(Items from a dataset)

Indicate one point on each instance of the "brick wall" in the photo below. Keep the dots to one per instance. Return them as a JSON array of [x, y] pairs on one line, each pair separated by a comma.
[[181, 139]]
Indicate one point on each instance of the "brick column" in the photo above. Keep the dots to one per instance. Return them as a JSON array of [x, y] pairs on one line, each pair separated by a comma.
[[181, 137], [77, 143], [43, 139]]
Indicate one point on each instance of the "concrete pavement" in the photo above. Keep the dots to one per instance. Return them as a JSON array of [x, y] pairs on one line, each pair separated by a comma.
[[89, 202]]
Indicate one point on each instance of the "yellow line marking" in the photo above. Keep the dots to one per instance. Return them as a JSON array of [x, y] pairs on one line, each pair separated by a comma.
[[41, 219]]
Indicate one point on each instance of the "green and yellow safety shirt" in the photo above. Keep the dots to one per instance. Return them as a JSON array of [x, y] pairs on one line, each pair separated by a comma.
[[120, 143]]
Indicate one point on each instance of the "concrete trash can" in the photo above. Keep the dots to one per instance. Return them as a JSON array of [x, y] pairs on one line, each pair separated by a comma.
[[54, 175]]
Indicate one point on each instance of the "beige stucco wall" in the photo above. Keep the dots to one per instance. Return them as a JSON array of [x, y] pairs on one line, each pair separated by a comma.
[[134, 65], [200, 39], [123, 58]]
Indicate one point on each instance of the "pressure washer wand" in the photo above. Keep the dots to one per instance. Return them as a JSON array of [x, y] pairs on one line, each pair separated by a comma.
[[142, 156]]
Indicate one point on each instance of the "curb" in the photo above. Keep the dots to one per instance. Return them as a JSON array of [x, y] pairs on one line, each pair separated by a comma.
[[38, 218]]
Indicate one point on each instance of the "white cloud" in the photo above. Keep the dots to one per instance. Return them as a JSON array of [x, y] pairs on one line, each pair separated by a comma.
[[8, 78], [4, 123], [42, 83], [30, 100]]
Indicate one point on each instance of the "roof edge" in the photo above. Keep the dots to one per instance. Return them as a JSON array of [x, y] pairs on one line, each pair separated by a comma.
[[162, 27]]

◆ AIM OF THE EXERCISE: The full set of records above is to be printed exactly as it appears.

◆ WRITTEN SOLUTION:
Indicate one point on each instance of the "brick wall" in the photo below. Keep the dots to one per instance. Return them as a JSON array of [x, y] pairs on one line, each pair separated by a comma.
[[181, 139]]
Indicate one point on each instance of the "brick column" in the photo above. Keep the dots to one per instance. Return them as a JSON array of [x, y] pairs on one line, each pair separated by a comma.
[[181, 137], [77, 143], [43, 139]]
Indicate one point on each instance of the "concrete pavement" in the photo above. Keep the dots to one per instance. Return them as a JSON array of [x, y] pairs on one line, each pair separated by a comma.
[[89, 202]]
Indicate one point on each instance of the "yellow line marking" in the photo above. Keep the dots to one per instance. Return them as a JSON array of [x, y] pairs on one line, each pair separated by a comma.
[[41, 219]]
Indicate one point on each instance of the "green and yellow safety shirt" in the photo above. Keep the dots to one per instance. Return them as a JSON array of [x, y] pairs on one line, each pair separated by a comma.
[[120, 143]]
Indicate one point on each instance of the "concrete trash can" in the photo above. Keep the dots to one per instance. Return them as a JSON array of [x, y] pairs on one line, each pair separated by a comma.
[[54, 175]]
Indicate one point on each instance of the "beige stucco wall" in the photo above. Keep the dots to one per instance. Return them as a JSON array of [x, y] pairs on one line, each pair separated by a comma.
[[134, 65], [200, 39], [123, 58]]
Indicate one point on each instance of the "pressure washer wand" in the photo above. Keep the dots to one per instance. Return them as a JSON array of [x, y] pairs on one line, each pair separated by a comma.
[[142, 156]]
Indicate one point on each instance of the "curb" in the photo above. Keep the dots to one per instance. Return them as a JSON array of [x, y] pairs on one line, each pair separated by a comma.
[[38, 218]]
Indicate one point on each instance of the "white cloud" in the photo above. Keep the dots to one per instance. Return them as a JSON array of [x, y] pairs on one line, each pair separated by a comma.
[[8, 78], [4, 123], [42, 83], [30, 100]]
Indicate one point on each instance of the "roof edge" in the photo above. Keep the dots to one per instance. Return them as a JSON array of [x, y] pairs on one line, each pair separated by a comma.
[[162, 27]]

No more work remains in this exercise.